— EXCERPT TO READ —
Opinion: Hands off DEI

Jody Doele, dressed as a handmaid from the book and television series “The Handmaid's Tale,” protests during a “Hands Off!” rally at Main Street Park in Easthampton, Mass. DANIEL JACOBI II / Monitor staff
Published: 04-23-2025 3:20 PM |
Rev. Dr. Stephanie Rutt is the founding minister of the Tree of Life Interfaith Temple in Amherst. She lives in Nashua.
Drizzling rain — the kind that can chill you to the bone — fell, and still, over 1,000 people showed up for the “Hands Off!” rally in Nashua.
What struck me most was how so many of the people I saw were old, and I mean at least as old as I am! One woman next to us, leaning on a cane, was, I’d say, in her 80s. Her friend close by held a sign, “Make America Kind Again.”
My husband, who for most of his life has preferred to remain unknown, made our signs and was eager to go. Having spent his time in the Navy working for the Naval Security Group, he’s watched, unbelieving, all that President Trump has been allowed to get away with, especially regarding classified documents and cozying up to Putin.

— DATA —
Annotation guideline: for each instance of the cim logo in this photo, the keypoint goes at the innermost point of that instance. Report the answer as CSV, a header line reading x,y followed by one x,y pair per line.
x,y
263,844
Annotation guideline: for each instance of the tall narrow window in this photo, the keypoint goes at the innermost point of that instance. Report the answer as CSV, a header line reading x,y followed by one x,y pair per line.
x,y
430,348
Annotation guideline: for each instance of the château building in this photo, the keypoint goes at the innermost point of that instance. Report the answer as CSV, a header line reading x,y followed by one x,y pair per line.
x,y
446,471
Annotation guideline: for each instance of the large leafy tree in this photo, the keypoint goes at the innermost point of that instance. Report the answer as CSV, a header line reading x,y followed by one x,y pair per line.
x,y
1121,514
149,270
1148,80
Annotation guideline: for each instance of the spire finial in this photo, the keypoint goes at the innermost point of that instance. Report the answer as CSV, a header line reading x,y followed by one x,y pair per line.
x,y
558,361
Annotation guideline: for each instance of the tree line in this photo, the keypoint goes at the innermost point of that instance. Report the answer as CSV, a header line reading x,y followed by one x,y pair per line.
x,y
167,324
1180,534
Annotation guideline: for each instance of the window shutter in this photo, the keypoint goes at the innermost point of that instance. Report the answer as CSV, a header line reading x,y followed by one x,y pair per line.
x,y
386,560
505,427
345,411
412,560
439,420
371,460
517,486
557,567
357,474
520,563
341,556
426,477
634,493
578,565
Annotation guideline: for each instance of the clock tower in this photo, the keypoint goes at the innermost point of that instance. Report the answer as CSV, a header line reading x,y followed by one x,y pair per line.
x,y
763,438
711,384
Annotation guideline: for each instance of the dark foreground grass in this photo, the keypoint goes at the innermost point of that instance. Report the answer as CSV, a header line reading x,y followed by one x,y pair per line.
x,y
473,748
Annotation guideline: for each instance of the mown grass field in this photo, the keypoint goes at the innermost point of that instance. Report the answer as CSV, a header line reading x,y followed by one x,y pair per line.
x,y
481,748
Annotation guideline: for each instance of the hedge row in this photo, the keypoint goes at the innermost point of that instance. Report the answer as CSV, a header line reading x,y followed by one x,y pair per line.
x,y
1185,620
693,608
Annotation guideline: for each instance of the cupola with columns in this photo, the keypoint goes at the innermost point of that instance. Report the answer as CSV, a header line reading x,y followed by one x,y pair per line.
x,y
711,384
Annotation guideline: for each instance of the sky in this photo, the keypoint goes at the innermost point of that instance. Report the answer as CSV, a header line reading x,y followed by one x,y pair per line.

— WHAT IS REQUIRED —
From the opinion piece on the Nashua rally, pull out the passage that begins at the words "My husband, who" and stops after "up to Putin.", copied word for word.

— CORRECT RESULT —
My husband, who for most of his life has preferred to remain unknown, made our signs and was eager to go. Having spent his time in the Navy working for the Naval Security Group, he’s watched, unbelieving, all that President Trump has been allowed to get away with, especially regarding classified documents and cozying up to Putin.